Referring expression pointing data
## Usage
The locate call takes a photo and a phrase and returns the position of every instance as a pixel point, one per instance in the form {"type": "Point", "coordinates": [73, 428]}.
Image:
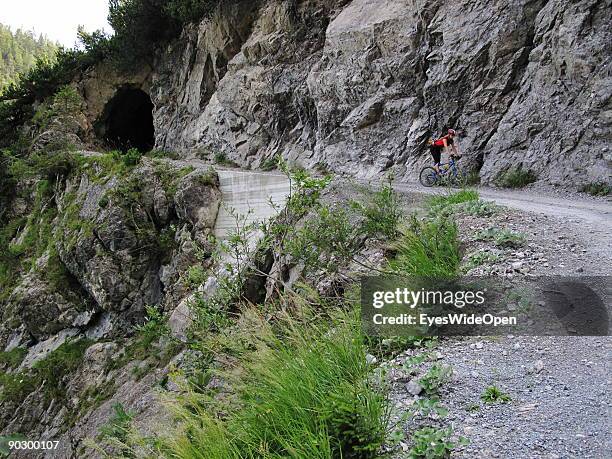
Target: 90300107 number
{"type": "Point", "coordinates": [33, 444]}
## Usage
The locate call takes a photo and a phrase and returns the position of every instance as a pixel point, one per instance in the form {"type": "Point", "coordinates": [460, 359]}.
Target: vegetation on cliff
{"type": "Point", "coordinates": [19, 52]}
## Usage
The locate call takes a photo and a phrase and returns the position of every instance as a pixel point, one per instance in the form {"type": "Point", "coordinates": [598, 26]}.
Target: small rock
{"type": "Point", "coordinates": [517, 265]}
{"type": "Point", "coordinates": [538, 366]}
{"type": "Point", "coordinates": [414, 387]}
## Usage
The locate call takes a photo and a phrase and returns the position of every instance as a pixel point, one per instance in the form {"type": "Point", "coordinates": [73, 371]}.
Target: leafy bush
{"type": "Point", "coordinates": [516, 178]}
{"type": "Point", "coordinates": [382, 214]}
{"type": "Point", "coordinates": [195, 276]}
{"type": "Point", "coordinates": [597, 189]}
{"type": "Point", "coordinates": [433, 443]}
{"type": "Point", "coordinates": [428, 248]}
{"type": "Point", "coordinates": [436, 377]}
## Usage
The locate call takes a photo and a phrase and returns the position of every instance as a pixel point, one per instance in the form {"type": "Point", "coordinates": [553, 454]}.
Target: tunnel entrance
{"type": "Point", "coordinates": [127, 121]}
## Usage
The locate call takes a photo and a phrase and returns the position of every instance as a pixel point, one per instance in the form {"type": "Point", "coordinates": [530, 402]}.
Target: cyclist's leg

* [Your task]: Work out the count of lines in the data above containing the string "returns". Give it alone.

* [Answer below]: 6